- [GOAL A]:
Give only the number of lines in the records that contain the string "target".
** START PAGE EXTRACT **
Although the orchestra struggled to attract a subscription audience and ran financial deficits, the construction of the 2,566-seat Orchestra Hall (1904–) solved its space problems and affirmed the city's commitment to the ensemble. Shaped by conductors including Frederick Stock (1905–42), Fritz Reiner (1952–63), and Sir Georg Solti (1969–91), the CSO has become the nucleus of Chicago's musical culture while attaining international prominence with tours and award-winning recordings. Cut off from imported talent by
World War I,
Stock founded the Chicago Civic Music Student Orchestra (1919–, later renamed the Civic Orchestra of Chicago) as a training ensemble for American musicians. The Chicago Symphony Chorus formed in 1957 under the direction of Margaret Hillis. In 1997, a renovated Orchestra Hall reopened as Symphony Center, with additional rehearsal space, a restaurant, and an interactive education center.
** END PAGE EXTRACT **
- [GOAL B]:
Please answer these questions using the Chicago Symphony Orchestra text above, marking each answer to match its question:
(i) How many seats did Orchestra Hall have?
(ii) Who directed the Chicago Symphony Chorus when it formed in 1957?
(iii) In what year did the renovated Orchestra Hall reopen as Symphony Center?
** START ENTRIES **
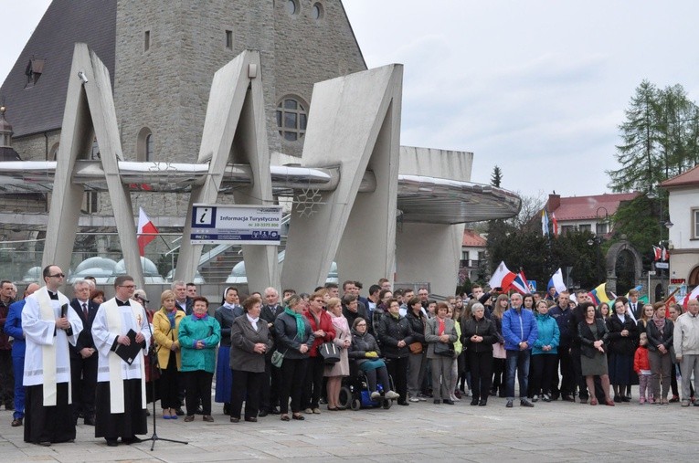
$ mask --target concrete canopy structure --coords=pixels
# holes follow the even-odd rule
[[[340,183],[321,194],[313,216],[291,213],[284,288],[322,285],[335,255],[341,279],[392,274],[402,80],[403,68],[393,65],[315,85],[302,165],[337,164]],[[376,187],[358,195],[367,168]]]
[[[341,279],[393,275],[450,292],[461,224],[511,216],[519,198],[471,184],[471,153],[401,147],[402,67],[365,70],[342,2],[323,2],[322,17],[306,3],[290,12],[285,2],[257,0],[196,8],[55,0],[2,89],[8,121],[19,121],[17,152],[28,161],[0,163],[0,185],[27,197],[53,194],[44,262],[68,268],[72,245],[61,243],[75,242],[83,226],[116,228],[119,243],[109,247],[121,248],[143,281],[132,202],[151,201],[154,223],[186,237],[192,204],[292,198],[283,278],[276,248],[245,247],[251,288],[283,280],[309,289],[336,258]],[[88,46],[99,41],[100,51],[80,46],[72,61],[58,54],[79,37],[56,24],[83,25]],[[17,74],[32,54],[51,66],[26,90],[26,76]],[[64,94],[51,89],[64,82],[65,101],[57,100]],[[42,94],[52,96],[52,116],[33,119]],[[43,236],[46,216],[0,210],[0,221]],[[201,250],[183,241],[175,278],[196,275]],[[414,258],[425,252],[439,258]],[[302,280],[294,279],[299,266]]]

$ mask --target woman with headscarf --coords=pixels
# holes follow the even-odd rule
[[[214,401],[223,403],[223,414],[230,413],[230,391],[233,384],[233,375],[228,366],[230,363],[230,327],[233,321],[243,315],[243,308],[239,305],[240,299],[238,289],[232,286],[223,291],[221,306],[214,311],[214,318],[221,326],[221,348],[218,349],[218,358],[216,363],[216,394]]]

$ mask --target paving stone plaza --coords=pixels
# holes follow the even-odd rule
[[[634,395],[637,390],[634,388]],[[221,405],[215,423],[197,416],[193,423],[158,418],[158,441],[108,447],[94,427],[80,424],[73,444],[44,447],[26,444],[23,427],[10,427],[11,412],[0,412],[0,455],[15,461],[696,461],[699,407],[617,406],[538,402],[534,408],[505,408],[504,399],[488,406],[431,402],[394,405],[388,410],[328,412],[306,420],[281,422],[278,416],[258,423],[228,422]],[[158,411],[159,413],[159,411]],[[153,433],[149,418],[149,433]],[[149,434],[147,437],[150,437]]]

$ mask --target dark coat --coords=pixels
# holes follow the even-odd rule
[[[648,336],[648,351],[658,352],[658,344],[662,344],[668,351],[673,350],[674,323],[670,319],[665,319],[665,328],[660,332],[658,327],[652,320],[648,321],[646,326],[646,335]]]
[[[624,317],[624,322],[619,315],[612,313],[607,320],[607,329],[609,331],[609,352],[619,355],[633,355],[639,345],[639,328],[631,317]],[[629,336],[621,336],[621,331],[629,331]]]
[[[233,321],[243,315],[243,308],[237,305],[234,309],[221,306],[214,310],[214,318],[221,325],[221,345],[230,347],[230,327],[233,326]]]
[[[346,306],[343,306],[343,315],[344,315],[344,318],[347,319],[347,324],[349,325],[350,328],[352,328],[352,325],[355,324],[355,321],[358,319],[359,317],[366,321],[367,328],[369,324],[371,323],[371,321],[368,320],[369,316],[366,314],[366,307],[365,307],[364,304],[357,303],[356,312],[353,312],[352,310],[347,309]]]
[[[92,340],[92,321],[95,321],[95,315],[97,315],[97,310],[100,309],[100,305],[88,300],[88,319],[85,320],[85,315],[82,313],[82,307],[78,299],[73,299],[70,301],[70,307],[76,311],[80,321],[82,321],[82,331],[78,335],[78,341],[75,345],[69,343],[69,349],[70,350],[70,358],[79,359],[80,351],[85,347],[95,348],[95,342]]]
[[[296,337],[296,318],[289,315],[286,312],[279,314],[274,321],[274,332],[275,342],[277,342],[277,350],[284,354],[288,359],[305,359],[308,358],[311,347],[313,345],[313,331],[311,329],[311,323],[309,323],[306,317],[302,317],[305,324],[305,332],[299,340]],[[306,353],[301,353],[301,344],[306,344],[309,351]]]
[[[367,360],[375,360],[376,357],[366,358],[366,353],[375,352],[381,356],[381,349],[378,348],[378,342],[376,338],[371,335],[369,331],[365,331],[364,334],[359,334],[355,330],[352,330],[352,343],[347,351],[347,356],[353,359],[356,363],[362,364]]]
[[[238,317],[230,327],[230,369],[242,372],[265,371],[265,355],[255,352],[255,344],[262,342],[270,351],[273,342],[267,321],[258,320],[255,331],[247,315]]]
[[[602,319],[595,319],[595,324],[597,326],[597,336],[589,329],[588,322],[583,321],[577,324],[578,338],[577,342],[580,343],[580,352],[583,355],[589,358],[594,358],[596,353],[598,353],[593,345],[596,341],[603,341],[607,344],[607,339],[609,335],[609,331],[607,331],[607,325]],[[606,349],[606,348],[605,348]]]
[[[410,349],[408,347],[413,342],[413,331],[410,322],[405,317],[396,320],[387,313],[378,323],[378,342],[387,359],[408,357]],[[405,341],[406,345],[398,347],[398,342]]]
[[[422,342],[423,347],[427,345],[425,341],[425,323],[427,323],[427,317],[422,310],[418,315],[415,315],[411,310],[408,309],[406,313],[406,319],[410,323],[410,329],[413,331],[413,342]]]
[[[492,321],[482,318],[476,321],[473,317],[461,319],[461,344],[464,349],[474,353],[492,352],[492,344],[498,342],[498,334],[495,331],[495,323]],[[482,342],[471,342],[473,335],[482,336]]]

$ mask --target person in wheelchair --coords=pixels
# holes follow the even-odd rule
[[[397,399],[400,395],[389,389],[390,381],[388,379],[388,371],[386,369],[386,363],[381,356],[381,351],[378,348],[378,342],[374,336],[366,331],[366,321],[357,317],[352,324],[352,344],[350,344],[347,353],[365,375],[369,384],[371,399],[377,400],[381,398],[381,393],[376,387],[376,381],[388,389],[384,397],[387,399]]]

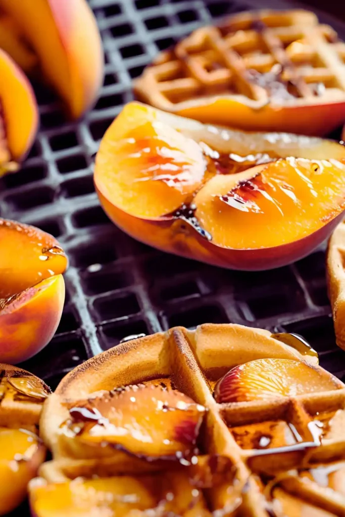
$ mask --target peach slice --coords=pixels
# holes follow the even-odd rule
[[[65,300],[67,258],[34,226],[0,219],[0,361],[16,363],[50,341]]]
[[[103,75],[100,37],[86,2],[0,0],[0,9],[36,54],[71,116],[80,116],[93,103]]]
[[[0,299],[0,361],[16,364],[43,348],[57,328],[64,301],[61,275]]]
[[[108,215],[139,240],[268,269],[307,254],[342,217],[345,147],[210,127],[133,102],[106,133],[94,180]]]
[[[0,515],[24,500],[27,483],[44,461],[46,449],[38,436],[25,429],[0,427]]]
[[[231,370],[217,383],[214,397],[219,403],[269,401],[343,387],[319,366],[292,359],[262,359]]]
[[[22,158],[29,150],[38,124],[38,111],[28,81],[14,61],[0,50],[0,176],[13,170],[11,160]]]
[[[183,461],[192,454],[205,411],[178,391],[141,384],[67,405],[66,434],[150,460]]]
[[[68,264],[61,246],[49,234],[0,218],[0,298],[7,298],[54,275]]]
[[[34,517],[63,514],[68,517],[211,517],[202,489],[224,483],[229,488],[233,474],[232,464],[224,457],[195,458],[194,465],[174,465],[167,471],[151,475],[138,473],[136,477],[78,478],[55,483],[37,478],[29,485],[32,514]]]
** END ENTRIES **
- [TASK OUTPUT A]:
6

- [TASK OUTPUT B]:
(i) 2,566
(ii) Margaret Hillis
(iii) 1997